---- EXTRAIT DU TEXTE

Le premier livre d’Abigail Assor nous menait dans la Casablanca des années 1990 aux côtés de deux amoureux. Son deuxième roman, La nuit de David, diffère par ses ambiances et sa narration, mais on y retrouve la même écriture précise et évocatrice, mêlant doux gestes et piques cruelles. À travers les enfants Olive et David, qui s’inventent des échappatoires pour continuer d’être ensemble, elle poursuit le portrait de personnages aux horizons mentaux singuliers, dont elle aime à penser le rapport aux autres et à la liberté.
Vingt ans après cette « nuit coupable » qui les a séparés, elle et son frère jumeau David, Olive continue d’en être hantée. Elle souhaite nous en partager « les étapes absurdes », que l’on comprenne ce qu’il s’est passé. Mais il faut d’abord en passer par « les souvenirs enfouis des années qui [l’ont] précédée », qui comptent aussi dans ce « drame ». Olive a de nouveau six ou sept ans, elle monte et descend, sort de cette « maison entourée de bouleaux, jolie et perchée sur un roc escarpé qui [donne] sur le Loing ». Plus loin, il y a la gare et ses trains qui passionnent tant David.

--------

> _OBJECTIF ÉNONCÉ A_:
Recopiez à l'identique les lignes des enregistrements, de la ligne contenant « task: segment the green foliage » jusqu'à la ligne contenant « POLYGON ((283 277, 263 » incluse.

---- DONNÉES DE LA TÂCHE

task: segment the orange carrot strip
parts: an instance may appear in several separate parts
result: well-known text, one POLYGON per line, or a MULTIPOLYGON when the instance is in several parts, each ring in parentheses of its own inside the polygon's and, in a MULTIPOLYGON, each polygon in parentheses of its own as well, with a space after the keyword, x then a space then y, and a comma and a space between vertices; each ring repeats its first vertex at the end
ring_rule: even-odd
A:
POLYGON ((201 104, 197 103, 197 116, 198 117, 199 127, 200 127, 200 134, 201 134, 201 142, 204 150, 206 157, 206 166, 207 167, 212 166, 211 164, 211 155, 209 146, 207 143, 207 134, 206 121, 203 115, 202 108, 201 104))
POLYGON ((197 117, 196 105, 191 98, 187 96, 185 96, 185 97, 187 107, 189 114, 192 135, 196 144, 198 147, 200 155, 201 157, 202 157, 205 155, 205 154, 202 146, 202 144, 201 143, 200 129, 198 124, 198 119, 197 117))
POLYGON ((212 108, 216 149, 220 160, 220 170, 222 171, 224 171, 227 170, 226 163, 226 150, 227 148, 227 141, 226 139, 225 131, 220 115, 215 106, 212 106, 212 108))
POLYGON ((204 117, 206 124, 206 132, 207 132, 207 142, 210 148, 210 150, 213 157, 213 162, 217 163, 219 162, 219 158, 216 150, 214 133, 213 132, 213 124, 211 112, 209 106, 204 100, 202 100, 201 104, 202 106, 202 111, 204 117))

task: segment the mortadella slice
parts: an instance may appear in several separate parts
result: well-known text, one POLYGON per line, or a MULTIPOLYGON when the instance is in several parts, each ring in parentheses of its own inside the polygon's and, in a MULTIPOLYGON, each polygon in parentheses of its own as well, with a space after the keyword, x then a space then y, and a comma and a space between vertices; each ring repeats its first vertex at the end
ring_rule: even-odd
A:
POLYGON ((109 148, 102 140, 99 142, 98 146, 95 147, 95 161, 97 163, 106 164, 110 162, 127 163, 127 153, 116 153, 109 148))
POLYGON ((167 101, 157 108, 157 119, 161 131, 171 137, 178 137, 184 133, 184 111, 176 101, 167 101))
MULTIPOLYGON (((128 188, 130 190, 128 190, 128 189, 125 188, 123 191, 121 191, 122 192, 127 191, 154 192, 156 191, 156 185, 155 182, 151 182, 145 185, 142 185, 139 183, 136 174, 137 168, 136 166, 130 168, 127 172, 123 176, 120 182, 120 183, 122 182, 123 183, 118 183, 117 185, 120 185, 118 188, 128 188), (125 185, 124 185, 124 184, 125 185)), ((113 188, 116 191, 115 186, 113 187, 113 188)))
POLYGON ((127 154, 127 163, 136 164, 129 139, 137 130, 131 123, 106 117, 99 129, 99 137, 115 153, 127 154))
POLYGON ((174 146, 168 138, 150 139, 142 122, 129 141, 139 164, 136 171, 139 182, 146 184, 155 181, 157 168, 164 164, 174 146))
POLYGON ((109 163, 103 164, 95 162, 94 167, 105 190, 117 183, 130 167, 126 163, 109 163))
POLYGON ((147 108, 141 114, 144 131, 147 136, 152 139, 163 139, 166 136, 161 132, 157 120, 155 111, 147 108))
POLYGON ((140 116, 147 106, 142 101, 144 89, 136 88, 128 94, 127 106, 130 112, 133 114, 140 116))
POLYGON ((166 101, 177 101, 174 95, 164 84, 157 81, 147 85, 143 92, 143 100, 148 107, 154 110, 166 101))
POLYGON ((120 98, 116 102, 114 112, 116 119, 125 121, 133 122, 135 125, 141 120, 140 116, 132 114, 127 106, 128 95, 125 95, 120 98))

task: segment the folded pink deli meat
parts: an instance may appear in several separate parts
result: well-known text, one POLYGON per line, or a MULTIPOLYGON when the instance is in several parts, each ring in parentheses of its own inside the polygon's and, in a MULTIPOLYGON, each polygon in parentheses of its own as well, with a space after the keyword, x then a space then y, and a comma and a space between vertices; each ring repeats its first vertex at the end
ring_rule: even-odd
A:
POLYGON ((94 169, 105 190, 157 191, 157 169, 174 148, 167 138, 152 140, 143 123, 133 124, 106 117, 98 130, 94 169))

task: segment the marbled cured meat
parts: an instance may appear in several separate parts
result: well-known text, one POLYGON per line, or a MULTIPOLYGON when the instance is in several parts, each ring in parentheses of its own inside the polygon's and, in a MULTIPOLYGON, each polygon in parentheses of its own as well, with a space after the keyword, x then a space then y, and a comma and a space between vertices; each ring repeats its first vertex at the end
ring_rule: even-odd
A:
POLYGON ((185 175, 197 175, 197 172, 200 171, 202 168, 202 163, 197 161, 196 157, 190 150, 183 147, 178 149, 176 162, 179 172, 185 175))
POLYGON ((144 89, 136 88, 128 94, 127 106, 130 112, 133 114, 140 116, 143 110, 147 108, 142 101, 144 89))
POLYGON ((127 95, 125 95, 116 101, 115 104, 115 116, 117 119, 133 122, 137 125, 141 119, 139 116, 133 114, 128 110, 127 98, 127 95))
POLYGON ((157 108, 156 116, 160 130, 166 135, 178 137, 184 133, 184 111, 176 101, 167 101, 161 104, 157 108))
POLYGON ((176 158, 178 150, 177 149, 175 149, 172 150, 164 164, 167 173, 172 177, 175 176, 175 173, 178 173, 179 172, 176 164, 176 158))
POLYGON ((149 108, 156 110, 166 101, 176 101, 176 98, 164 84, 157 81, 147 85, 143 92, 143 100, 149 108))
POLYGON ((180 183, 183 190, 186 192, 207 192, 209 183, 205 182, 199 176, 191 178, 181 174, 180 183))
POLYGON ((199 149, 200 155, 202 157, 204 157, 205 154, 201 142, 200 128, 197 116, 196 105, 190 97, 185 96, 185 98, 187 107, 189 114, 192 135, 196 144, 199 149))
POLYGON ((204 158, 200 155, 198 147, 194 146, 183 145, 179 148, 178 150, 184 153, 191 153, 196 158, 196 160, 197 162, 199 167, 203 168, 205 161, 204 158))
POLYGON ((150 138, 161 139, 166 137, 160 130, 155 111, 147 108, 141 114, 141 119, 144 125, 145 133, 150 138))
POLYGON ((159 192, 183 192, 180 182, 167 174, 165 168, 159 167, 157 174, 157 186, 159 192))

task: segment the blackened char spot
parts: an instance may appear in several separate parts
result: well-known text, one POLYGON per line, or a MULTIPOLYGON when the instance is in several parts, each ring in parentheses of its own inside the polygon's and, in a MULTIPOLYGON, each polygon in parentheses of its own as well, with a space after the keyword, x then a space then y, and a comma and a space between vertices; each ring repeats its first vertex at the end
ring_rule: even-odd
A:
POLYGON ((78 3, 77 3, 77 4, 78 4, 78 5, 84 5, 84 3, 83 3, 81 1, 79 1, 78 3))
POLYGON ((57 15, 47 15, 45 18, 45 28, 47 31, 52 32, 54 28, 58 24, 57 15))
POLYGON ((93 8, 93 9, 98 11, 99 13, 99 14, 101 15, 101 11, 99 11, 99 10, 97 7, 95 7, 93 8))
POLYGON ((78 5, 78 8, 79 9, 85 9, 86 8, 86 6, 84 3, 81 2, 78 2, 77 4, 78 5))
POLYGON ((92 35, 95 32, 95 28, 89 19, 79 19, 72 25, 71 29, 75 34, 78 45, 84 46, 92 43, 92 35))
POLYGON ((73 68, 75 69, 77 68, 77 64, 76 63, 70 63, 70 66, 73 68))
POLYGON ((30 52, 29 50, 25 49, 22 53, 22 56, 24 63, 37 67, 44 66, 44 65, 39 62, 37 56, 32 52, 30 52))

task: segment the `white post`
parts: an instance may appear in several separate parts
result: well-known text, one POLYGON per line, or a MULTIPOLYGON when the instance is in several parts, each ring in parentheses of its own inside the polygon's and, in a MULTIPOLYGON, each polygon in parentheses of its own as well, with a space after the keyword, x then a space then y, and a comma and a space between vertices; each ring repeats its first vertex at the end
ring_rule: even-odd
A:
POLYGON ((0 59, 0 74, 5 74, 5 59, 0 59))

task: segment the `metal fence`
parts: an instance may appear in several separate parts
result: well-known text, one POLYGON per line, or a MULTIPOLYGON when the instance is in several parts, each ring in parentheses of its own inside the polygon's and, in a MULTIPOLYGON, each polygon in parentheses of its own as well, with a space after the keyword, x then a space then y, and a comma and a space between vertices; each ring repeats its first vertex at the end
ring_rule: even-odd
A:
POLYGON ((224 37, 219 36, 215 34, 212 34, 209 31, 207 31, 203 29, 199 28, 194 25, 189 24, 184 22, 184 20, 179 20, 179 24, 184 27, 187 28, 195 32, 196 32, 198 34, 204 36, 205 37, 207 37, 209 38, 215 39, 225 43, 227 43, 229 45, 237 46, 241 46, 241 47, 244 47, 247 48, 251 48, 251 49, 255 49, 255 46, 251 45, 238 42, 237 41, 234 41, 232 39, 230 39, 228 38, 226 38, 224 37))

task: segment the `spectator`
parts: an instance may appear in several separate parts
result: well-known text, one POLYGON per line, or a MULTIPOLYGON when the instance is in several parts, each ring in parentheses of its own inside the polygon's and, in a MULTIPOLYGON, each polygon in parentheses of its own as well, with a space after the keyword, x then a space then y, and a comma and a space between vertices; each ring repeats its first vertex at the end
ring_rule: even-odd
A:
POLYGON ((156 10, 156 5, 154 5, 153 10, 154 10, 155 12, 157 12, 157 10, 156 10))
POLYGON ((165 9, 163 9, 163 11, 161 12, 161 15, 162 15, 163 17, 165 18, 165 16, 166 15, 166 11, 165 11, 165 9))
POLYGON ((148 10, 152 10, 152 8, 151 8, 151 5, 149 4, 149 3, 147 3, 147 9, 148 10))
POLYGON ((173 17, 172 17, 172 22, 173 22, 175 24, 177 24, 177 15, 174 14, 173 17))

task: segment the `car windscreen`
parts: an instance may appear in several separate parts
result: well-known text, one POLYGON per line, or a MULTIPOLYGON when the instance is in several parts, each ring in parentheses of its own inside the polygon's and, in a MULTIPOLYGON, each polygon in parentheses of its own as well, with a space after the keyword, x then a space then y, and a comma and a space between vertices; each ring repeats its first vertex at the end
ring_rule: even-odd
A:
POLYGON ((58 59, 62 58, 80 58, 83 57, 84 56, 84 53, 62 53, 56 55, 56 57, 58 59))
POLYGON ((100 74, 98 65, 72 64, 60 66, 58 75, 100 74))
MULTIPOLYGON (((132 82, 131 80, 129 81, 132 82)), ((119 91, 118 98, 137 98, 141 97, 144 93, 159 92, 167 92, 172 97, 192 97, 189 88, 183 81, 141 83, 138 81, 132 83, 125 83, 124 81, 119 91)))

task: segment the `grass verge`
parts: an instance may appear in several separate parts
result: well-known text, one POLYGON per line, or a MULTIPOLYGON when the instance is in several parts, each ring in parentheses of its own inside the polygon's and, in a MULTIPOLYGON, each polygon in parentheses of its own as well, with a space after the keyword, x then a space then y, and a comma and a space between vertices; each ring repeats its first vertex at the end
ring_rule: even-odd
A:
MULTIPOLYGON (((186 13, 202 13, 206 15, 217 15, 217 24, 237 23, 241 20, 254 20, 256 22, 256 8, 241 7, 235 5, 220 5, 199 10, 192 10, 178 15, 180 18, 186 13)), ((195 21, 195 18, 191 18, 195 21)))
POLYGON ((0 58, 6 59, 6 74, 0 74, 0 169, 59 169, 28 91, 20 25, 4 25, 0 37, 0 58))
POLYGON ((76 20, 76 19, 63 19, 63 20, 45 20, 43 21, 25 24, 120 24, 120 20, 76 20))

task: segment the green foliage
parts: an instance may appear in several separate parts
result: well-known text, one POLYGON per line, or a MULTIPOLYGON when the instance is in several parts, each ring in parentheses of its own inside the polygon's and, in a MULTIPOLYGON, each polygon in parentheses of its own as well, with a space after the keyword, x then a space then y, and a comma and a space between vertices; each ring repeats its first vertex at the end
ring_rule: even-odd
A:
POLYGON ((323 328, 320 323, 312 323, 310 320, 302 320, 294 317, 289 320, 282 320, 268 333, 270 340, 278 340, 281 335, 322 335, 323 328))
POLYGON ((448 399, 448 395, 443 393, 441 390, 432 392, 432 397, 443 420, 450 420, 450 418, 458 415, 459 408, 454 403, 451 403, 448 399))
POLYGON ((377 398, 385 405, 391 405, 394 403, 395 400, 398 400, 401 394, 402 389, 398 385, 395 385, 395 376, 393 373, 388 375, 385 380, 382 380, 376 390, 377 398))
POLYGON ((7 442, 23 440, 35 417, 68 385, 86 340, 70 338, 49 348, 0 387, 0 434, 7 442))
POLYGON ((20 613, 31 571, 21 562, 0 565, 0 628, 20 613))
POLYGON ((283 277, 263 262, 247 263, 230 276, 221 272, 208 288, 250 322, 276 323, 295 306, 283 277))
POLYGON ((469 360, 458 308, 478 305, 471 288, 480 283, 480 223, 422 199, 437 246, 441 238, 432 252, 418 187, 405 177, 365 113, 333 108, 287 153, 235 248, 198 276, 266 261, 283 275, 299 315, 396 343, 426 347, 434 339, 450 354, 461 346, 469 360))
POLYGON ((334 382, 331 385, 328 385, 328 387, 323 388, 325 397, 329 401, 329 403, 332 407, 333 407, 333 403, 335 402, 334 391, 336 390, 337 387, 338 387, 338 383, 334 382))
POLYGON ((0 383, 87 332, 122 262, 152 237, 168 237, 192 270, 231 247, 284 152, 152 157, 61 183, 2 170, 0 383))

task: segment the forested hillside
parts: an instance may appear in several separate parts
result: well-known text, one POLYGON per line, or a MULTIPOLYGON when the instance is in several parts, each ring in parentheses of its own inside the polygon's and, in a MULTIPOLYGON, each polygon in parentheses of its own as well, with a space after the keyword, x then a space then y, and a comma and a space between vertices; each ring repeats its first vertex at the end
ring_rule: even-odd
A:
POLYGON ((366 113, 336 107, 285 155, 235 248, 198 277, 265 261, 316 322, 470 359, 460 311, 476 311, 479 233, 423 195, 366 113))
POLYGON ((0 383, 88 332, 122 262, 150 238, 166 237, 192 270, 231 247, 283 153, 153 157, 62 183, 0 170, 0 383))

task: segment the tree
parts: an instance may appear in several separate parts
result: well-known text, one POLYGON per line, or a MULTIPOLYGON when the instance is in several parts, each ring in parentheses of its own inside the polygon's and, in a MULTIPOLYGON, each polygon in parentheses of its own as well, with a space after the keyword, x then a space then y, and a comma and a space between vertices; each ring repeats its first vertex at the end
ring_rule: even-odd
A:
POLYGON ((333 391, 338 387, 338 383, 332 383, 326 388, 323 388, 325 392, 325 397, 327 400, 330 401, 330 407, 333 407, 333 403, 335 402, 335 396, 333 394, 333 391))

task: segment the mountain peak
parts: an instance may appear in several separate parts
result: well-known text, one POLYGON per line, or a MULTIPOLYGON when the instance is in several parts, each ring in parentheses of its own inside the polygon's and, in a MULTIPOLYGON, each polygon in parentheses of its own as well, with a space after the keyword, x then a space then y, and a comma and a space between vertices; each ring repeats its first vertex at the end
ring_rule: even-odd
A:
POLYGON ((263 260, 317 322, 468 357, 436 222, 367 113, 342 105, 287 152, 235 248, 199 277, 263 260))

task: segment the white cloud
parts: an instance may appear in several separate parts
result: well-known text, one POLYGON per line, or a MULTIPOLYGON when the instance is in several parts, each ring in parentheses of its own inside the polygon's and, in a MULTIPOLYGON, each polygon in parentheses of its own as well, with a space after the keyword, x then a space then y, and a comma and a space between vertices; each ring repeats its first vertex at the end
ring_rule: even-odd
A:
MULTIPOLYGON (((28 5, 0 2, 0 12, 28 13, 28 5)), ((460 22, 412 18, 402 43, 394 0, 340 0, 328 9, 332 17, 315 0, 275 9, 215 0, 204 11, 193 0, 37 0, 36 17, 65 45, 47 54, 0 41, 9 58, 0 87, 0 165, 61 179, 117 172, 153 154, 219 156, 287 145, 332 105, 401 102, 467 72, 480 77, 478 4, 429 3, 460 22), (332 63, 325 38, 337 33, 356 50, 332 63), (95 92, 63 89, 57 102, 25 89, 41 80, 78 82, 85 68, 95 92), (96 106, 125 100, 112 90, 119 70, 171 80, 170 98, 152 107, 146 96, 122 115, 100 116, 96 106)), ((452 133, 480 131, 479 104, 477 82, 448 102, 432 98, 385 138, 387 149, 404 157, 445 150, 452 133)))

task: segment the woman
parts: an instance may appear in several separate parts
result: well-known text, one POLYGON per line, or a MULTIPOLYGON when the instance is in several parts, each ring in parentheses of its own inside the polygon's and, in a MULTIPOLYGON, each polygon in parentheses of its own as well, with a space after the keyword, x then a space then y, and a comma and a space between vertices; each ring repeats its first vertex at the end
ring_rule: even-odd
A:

--------

> _OBJECTIF ÉNONCÉ B_:
Pour chaque affirmation, indiquez par oui ou par non si l'extrait la confirme, en citant les mots décisifs de l'extrait : (i) Olive et David sont jumeaux ; (ii) La nuit de David est le premier livre d'Abigail Assor ; (iii) les trains passionnent David.

> _RÉPONSE CORRECTE A_:
task: segment the green foliage
parts: an instance may appear in several separate parts
result: well-known text, one POLYGON per line, or a MULTIPOLYGON when the instance is in several parts, each ring in parentheses of its own inside the polygon's and, in a MULTIPOLYGON, each polygon in parentheses of its own as well, with a space after the keyword, x then a space then y, and a comma and a space between vertices; each ring repeats its first vertex at the end
ring_rule: even-odd
A:
POLYGON ((323 328, 320 323, 312 323, 310 320, 302 320, 294 317, 289 320, 282 320, 268 333, 270 340, 278 340, 281 335, 322 335, 323 328))
POLYGON ((448 399, 448 395, 443 393, 441 390, 432 392, 432 397, 443 420, 450 420, 450 418, 458 415, 459 408, 454 403, 451 403, 448 399))
POLYGON ((377 398, 385 405, 391 405, 394 403, 395 400, 398 400, 401 394, 402 389, 398 385, 395 385, 395 376, 393 373, 388 375, 385 380, 382 380, 376 390, 377 398))
POLYGON ((7 442, 23 440, 35 417, 68 385, 86 340, 70 338, 49 348, 0 387, 0 434, 7 442))
POLYGON ((20 613, 31 571, 21 562, 0 565, 0 628, 20 613))
POLYGON ((283 277, 263 262, 247 263, 230 276, 221 272, 208 288, 250 322, 276 323, 295 306, 283 277))

> _RÉPONSE CORRECTE B_:
(i) Oui : « elle et son frère jumeau David ».
(ii) Non : « Son deuxième roman, La nuit de David ».
(iii) Oui : « la gare et ses trains qui passionnent tant David ».